─── Extracted text

= Pierre Morisset =

Canadian Surgeon General

Pierre R. Morisset, CMM, CStJ, (born August 27, 1943) was the 32nd Canadian Surgeon General.

==Biography==
Born in Sudbury, Ontario, Morisset was educated at the University of Ottawa, where he graduated with a Bachelor of Arts Degree (Pre-Med) in 1964, and a Medical Degree in 1972. Morisset also completed a master's degree in Health Administration, at the University of Ottawa, in 1981.

He joined the Royal Canadian Air Force as a pilot in 1961, under the Regular Officer Training Plan. After graduating in 1964, he served as a flying instructor until he was accepted in the Military Medical Training Plan at the rank of flight lieutenant, in 1967.

After his internship, in 1972, he was posted to Canadian Forces Base Ottawa as base surgeon, and promoted to major.

Morisset was next posted to the Canadian Forces Base in Lahr, Germany, as base surgeon and Command Flight Surgeon in 1976, and the following year was promoted to lieutenant-colonel. He remained in the position until 1979, when he returned to Canada to obtain his master's degree in Health Administration.

He was subsequently posted to the Directorate Medical Operations and Training at National Defence Headquarters in Ottawa, and upon promotion to colonel in 1982, became the Director.

Morisset returned to Lahr, Germany in 1985, as Command Surgeon for the Canadian Forces in Europe. He remained there until 1987, at which time he returned to Canada to attend the National Defence College in Kingston, Ontario.

In 1988, Morisset was promoted to brigadier-general and appointed deputy surgeon general. In 1992, at the age of 48, he was promoted to major-general and appointed surgeon general. He remained in the position until his retirement from the military in 1994.

After retiring, he worked as a medical administrator in the province of Québec, and as a consultant. He also chaired the Minister of Veterans Affairs’ Scientific Advisory Committee on Veterans’ Health. Morisset also served from 2010 to 2015 as Colonel Commandant of the Canadian Forces Medical Service, which in 2013 became the Royal Canadian Medical Service.

──────

- What you will do -
1. In the Pierre Morisset biography, rewrite the part that opens with the words containing "After his internship, in" and closes with "became the Director.", substituting "medical officer" for "base surgeon".
2. Answer these questions about the Pierre Morisset biography:
(a) In what city was Morisset born?
(b) In what year did he join the Royal Canadian Air Force?
(c) What did the Canadian Forces Medical Service become in 2013?

─── Available data

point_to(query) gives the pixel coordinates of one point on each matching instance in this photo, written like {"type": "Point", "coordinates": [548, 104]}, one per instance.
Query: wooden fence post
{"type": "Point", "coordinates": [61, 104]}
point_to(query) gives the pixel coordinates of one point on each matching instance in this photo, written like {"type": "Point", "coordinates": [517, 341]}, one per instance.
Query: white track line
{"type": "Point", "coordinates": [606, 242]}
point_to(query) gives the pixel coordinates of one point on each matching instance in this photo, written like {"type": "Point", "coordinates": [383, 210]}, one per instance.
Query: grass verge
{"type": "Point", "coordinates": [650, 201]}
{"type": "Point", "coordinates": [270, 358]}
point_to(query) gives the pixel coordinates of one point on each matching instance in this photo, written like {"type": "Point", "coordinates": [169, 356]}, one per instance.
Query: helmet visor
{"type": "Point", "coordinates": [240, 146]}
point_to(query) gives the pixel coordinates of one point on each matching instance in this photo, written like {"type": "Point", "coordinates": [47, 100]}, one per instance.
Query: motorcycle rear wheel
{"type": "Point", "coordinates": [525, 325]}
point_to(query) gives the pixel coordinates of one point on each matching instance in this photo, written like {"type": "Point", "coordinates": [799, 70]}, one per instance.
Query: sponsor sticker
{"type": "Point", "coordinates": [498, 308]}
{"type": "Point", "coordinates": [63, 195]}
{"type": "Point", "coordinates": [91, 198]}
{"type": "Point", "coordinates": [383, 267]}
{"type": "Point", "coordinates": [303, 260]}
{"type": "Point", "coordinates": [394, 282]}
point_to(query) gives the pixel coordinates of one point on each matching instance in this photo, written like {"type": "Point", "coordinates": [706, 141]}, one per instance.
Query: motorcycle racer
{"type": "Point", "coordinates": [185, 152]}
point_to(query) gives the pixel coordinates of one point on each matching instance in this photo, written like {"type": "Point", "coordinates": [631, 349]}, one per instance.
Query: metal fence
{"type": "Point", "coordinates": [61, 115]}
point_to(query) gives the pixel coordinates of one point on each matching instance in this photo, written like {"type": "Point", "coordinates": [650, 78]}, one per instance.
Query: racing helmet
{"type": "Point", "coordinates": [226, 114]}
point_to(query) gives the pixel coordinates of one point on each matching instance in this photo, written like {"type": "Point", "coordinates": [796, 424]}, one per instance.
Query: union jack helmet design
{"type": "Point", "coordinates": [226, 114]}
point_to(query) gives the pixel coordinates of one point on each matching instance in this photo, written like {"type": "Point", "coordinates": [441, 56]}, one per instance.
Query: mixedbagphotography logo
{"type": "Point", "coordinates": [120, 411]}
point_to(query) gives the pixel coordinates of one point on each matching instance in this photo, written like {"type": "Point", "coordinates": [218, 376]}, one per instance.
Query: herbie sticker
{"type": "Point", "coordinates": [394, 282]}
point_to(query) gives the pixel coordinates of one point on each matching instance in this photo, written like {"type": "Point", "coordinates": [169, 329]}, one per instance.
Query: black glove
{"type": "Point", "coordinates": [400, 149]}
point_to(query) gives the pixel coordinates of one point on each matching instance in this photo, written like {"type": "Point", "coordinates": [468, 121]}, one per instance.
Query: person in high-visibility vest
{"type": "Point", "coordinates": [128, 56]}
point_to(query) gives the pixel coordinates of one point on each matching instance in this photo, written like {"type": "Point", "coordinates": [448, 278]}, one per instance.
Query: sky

──────

- Exercise answers -
1.
After his internship, in 1972, he was posted to Canadian Forces Base Ottawa as medical officer, and promoted to major.

Morisset was next posted to the Canadian Forces Base in Lahr, Germany, as medical officer and Command Flight Surgeon in 1976, and the following year was promoted to lieutenant-colonel. He remained in the position until 1979, when he returned to Canada to obtain his master's degree in Health Administration.

He was subsequently posted to the Directorate Medical Operations and Training at National Defence Headquarters in Ottawa, and upon promotion to colonel in 1982, became the Director.

2.
(a) Sudbury, Ontario
(b) 1961
(c) The Royal Canadian Medical Service